======== Task material

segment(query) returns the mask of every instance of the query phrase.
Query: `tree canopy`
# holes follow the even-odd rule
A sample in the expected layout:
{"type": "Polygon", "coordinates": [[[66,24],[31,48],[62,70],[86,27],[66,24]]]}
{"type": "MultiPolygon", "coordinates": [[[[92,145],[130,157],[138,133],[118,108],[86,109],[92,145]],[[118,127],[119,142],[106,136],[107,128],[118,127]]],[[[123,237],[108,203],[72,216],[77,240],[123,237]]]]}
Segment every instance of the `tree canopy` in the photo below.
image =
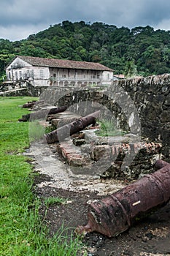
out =
{"type": "Polygon", "coordinates": [[[20,41],[0,39],[1,79],[16,55],[99,62],[127,76],[161,75],[170,73],[170,31],[64,20],[20,41]]]}

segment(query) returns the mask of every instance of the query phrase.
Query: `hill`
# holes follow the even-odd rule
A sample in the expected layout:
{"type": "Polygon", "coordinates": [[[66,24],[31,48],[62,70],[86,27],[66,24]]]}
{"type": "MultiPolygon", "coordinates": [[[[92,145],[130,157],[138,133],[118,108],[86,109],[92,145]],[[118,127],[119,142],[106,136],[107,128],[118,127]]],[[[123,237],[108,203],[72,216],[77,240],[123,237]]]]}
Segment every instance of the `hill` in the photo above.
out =
{"type": "Polygon", "coordinates": [[[1,79],[16,55],[99,62],[126,76],[170,73],[170,31],[149,26],[129,29],[65,20],[26,39],[0,39],[0,52],[1,79]]]}

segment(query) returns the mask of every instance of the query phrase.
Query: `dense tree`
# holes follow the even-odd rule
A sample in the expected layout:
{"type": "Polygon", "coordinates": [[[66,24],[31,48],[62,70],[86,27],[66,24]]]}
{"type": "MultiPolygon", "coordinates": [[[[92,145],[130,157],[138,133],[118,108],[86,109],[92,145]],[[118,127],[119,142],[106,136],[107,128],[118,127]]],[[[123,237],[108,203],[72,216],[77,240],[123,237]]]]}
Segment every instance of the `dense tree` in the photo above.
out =
{"type": "Polygon", "coordinates": [[[26,39],[0,39],[1,78],[16,55],[100,62],[128,77],[161,75],[170,73],[170,31],[64,20],[26,39]]]}

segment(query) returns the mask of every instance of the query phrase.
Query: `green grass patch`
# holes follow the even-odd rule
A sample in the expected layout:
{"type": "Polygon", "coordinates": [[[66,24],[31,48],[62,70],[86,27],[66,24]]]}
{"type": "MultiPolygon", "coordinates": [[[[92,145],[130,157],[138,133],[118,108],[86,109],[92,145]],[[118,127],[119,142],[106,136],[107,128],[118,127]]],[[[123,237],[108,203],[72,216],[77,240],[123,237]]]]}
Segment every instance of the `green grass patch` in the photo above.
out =
{"type": "Polygon", "coordinates": [[[20,106],[33,99],[0,98],[0,255],[77,256],[78,238],[66,237],[62,230],[48,237],[39,215],[41,202],[32,192],[34,174],[22,154],[29,146],[29,123],[18,120],[28,113],[20,106]]]}
{"type": "Polygon", "coordinates": [[[123,136],[125,132],[116,127],[114,121],[107,120],[98,120],[97,123],[99,124],[100,129],[96,132],[98,136],[102,137],[114,137],[123,136]]]}
{"type": "Polygon", "coordinates": [[[53,205],[64,205],[67,200],[61,197],[47,197],[45,199],[45,204],[46,207],[53,205]]]}

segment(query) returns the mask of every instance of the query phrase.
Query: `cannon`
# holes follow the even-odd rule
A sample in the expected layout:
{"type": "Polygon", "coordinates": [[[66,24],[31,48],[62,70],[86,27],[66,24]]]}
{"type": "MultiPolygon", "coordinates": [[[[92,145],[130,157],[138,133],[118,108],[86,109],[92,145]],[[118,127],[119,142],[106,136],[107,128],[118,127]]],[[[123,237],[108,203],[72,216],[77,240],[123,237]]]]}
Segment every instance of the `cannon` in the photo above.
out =
{"type": "Polygon", "coordinates": [[[31,102],[28,102],[27,103],[23,104],[23,108],[32,108],[36,102],[37,102],[36,100],[33,100],[31,102]]]}
{"type": "Polygon", "coordinates": [[[96,123],[99,116],[100,110],[90,113],[86,116],[77,118],[68,124],[65,124],[54,131],[45,135],[47,143],[54,143],[62,141],[63,139],[82,130],[90,124],[96,123]]]}
{"type": "Polygon", "coordinates": [[[170,200],[170,164],[158,160],[158,170],[148,174],[88,206],[88,222],[75,232],[97,231],[115,237],[130,226],[165,206],[170,200]]]}
{"type": "Polygon", "coordinates": [[[36,112],[33,112],[31,113],[23,115],[22,118],[20,118],[18,121],[34,121],[34,120],[44,118],[47,115],[53,115],[53,114],[57,114],[58,113],[64,112],[66,110],[66,108],[67,108],[67,106],[64,105],[61,107],[52,108],[50,110],[45,109],[45,110],[38,110],[36,112]]]}

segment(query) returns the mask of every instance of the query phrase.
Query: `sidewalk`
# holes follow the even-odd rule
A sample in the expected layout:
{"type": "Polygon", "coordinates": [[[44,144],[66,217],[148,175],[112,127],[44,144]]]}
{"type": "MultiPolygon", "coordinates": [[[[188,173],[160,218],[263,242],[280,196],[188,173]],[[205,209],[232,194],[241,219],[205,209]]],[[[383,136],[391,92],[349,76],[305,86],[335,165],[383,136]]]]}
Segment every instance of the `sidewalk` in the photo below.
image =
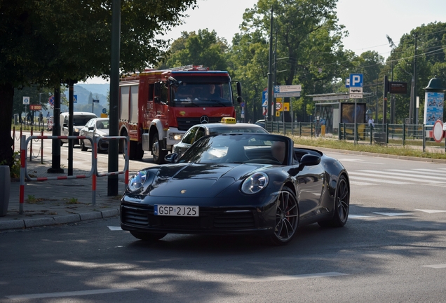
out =
{"type": "MultiPolygon", "coordinates": [[[[27,162],[27,170],[41,176],[46,173],[46,165],[39,161],[27,162]]],[[[74,170],[74,175],[87,175],[88,172],[74,170]]],[[[46,175],[48,176],[67,175],[46,175]]],[[[26,229],[41,226],[74,223],[119,215],[121,195],[125,190],[124,175],[119,175],[119,196],[107,196],[107,177],[97,178],[96,203],[93,205],[91,177],[86,179],[50,180],[25,182],[23,215],[19,215],[20,188],[18,180],[11,180],[9,205],[6,216],[0,217],[0,231],[26,229]]]]}

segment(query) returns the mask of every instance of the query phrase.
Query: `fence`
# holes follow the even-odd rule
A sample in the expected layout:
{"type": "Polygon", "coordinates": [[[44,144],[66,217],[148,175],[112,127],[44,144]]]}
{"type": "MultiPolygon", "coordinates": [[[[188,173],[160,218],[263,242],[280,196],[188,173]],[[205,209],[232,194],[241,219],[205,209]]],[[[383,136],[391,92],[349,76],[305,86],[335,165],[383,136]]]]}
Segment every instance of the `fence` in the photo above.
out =
{"type": "MultiPolygon", "coordinates": [[[[96,202],[96,177],[104,177],[113,175],[125,174],[126,187],[128,184],[128,169],[129,169],[129,151],[130,140],[128,137],[123,136],[114,136],[107,137],[101,138],[92,139],[86,136],[34,136],[31,135],[27,139],[25,135],[22,135],[20,138],[20,195],[19,195],[19,214],[22,215],[24,213],[23,204],[25,200],[25,179],[27,178],[29,181],[48,181],[56,180],[70,180],[70,179],[82,179],[92,177],[92,203],[95,205],[96,202]],[[33,177],[29,176],[27,170],[27,152],[28,150],[27,146],[29,142],[32,142],[34,140],[41,140],[41,151],[43,152],[43,140],[45,139],[49,140],[88,140],[91,142],[92,147],[93,147],[93,152],[91,153],[92,164],[91,169],[86,175],[59,175],[55,177],[33,177]],[[100,173],[97,170],[97,144],[101,140],[124,140],[126,144],[123,144],[124,150],[123,151],[125,159],[124,168],[123,170],[119,170],[116,172],[109,172],[106,173],[100,173]]],[[[31,159],[30,159],[31,161],[31,159]]]]}
{"type": "Polygon", "coordinates": [[[355,144],[413,145],[422,147],[423,152],[426,147],[446,152],[446,142],[442,144],[429,138],[426,132],[431,130],[432,126],[423,124],[339,123],[337,128],[325,133],[325,126],[312,122],[266,121],[265,128],[284,135],[351,140],[355,144]]]}

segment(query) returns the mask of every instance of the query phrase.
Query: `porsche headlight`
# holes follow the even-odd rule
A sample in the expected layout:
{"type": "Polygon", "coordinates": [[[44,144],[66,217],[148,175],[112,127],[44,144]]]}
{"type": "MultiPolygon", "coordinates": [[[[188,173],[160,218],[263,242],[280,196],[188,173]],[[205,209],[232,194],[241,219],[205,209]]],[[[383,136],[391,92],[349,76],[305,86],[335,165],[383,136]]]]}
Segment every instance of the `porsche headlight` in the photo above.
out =
{"type": "Polygon", "coordinates": [[[244,194],[257,194],[268,185],[268,175],[264,173],[255,173],[242,184],[241,191],[244,194]]]}
{"type": "Polygon", "coordinates": [[[135,191],[140,189],[147,180],[147,172],[145,170],[139,171],[132,177],[128,182],[128,189],[135,191]]]}

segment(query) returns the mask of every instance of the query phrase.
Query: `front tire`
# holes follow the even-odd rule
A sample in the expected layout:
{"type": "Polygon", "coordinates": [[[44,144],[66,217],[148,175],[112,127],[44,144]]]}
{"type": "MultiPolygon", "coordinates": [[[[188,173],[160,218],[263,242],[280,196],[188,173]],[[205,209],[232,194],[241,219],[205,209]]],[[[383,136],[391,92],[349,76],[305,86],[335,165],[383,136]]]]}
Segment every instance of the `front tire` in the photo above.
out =
{"type": "Polygon", "coordinates": [[[318,222],[323,227],[342,227],[347,222],[350,209],[350,190],[347,179],[344,175],[339,177],[336,187],[333,218],[330,221],[318,222]]]}
{"type": "Polygon", "coordinates": [[[156,164],[163,164],[164,163],[164,157],[167,155],[167,151],[161,149],[158,133],[154,135],[152,142],[151,154],[154,156],[154,162],[156,164]]]}
{"type": "Polygon", "coordinates": [[[158,241],[167,235],[167,234],[157,234],[157,233],[144,233],[140,231],[130,231],[130,234],[135,238],[138,238],[140,240],[145,241],[158,241]]]}
{"type": "Polygon", "coordinates": [[[81,140],[81,150],[82,152],[86,152],[88,150],[88,147],[86,147],[85,142],[83,140],[81,140]]]}
{"type": "Polygon", "coordinates": [[[288,187],[283,187],[277,198],[276,224],[271,241],[276,245],[290,243],[299,226],[299,206],[295,194],[288,187]]]}

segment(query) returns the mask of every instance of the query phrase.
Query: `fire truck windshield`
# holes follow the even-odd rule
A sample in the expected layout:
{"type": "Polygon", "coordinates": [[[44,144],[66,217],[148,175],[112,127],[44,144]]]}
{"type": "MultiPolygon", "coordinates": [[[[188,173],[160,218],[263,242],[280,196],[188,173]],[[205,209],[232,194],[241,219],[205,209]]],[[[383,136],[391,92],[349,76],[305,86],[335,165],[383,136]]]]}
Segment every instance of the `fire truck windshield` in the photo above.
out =
{"type": "Polygon", "coordinates": [[[170,87],[172,105],[188,107],[231,107],[232,94],[229,83],[186,83],[170,87]]]}

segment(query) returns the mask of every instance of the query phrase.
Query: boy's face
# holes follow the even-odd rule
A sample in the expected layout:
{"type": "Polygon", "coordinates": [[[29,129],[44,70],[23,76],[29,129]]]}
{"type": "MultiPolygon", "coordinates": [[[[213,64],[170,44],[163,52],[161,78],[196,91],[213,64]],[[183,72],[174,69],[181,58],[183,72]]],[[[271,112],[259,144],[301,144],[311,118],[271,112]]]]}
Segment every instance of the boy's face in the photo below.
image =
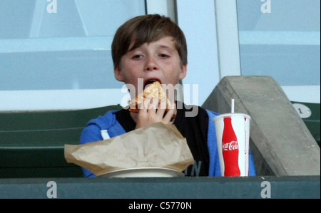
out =
{"type": "Polygon", "coordinates": [[[143,78],[144,88],[152,80],[175,85],[184,78],[186,71],[187,66],[181,66],[175,41],[170,36],[145,43],[128,52],[122,56],[120,67],[114,70],[118,80],[136,88],[136,95],[138,78],[143,78]]]}

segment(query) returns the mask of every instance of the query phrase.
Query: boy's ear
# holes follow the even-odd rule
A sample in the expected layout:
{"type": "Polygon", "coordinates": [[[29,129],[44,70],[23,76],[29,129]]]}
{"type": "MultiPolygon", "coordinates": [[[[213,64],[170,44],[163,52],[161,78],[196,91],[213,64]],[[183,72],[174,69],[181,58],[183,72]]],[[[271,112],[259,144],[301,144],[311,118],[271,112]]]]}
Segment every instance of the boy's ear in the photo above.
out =
{"type": "Polygon", "coordinates": [[[180,68],[180,73],[179,76],[179,80],[183,80],[185,76],[186,76],[187,73],[187,64],[183,65],[183,67],[180,68]]]}
{"type": "Polygon", "coordinates": [[[113,69],[113,73],[115,74],[115,78],[119,81],[123,81],[123,77],[121,73],[121,70],[119,67],[115,68],[113,69]]]}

================

Instructions for the task
Which of the lines above contain the word "tree"? Report each of those lines in full.

Task output
Query: `tree canopy`
Segment every instance of the `tree canopy` in the photo below.
Query: `dense tree`
Segment every instance of the `dense tree` in the photo above.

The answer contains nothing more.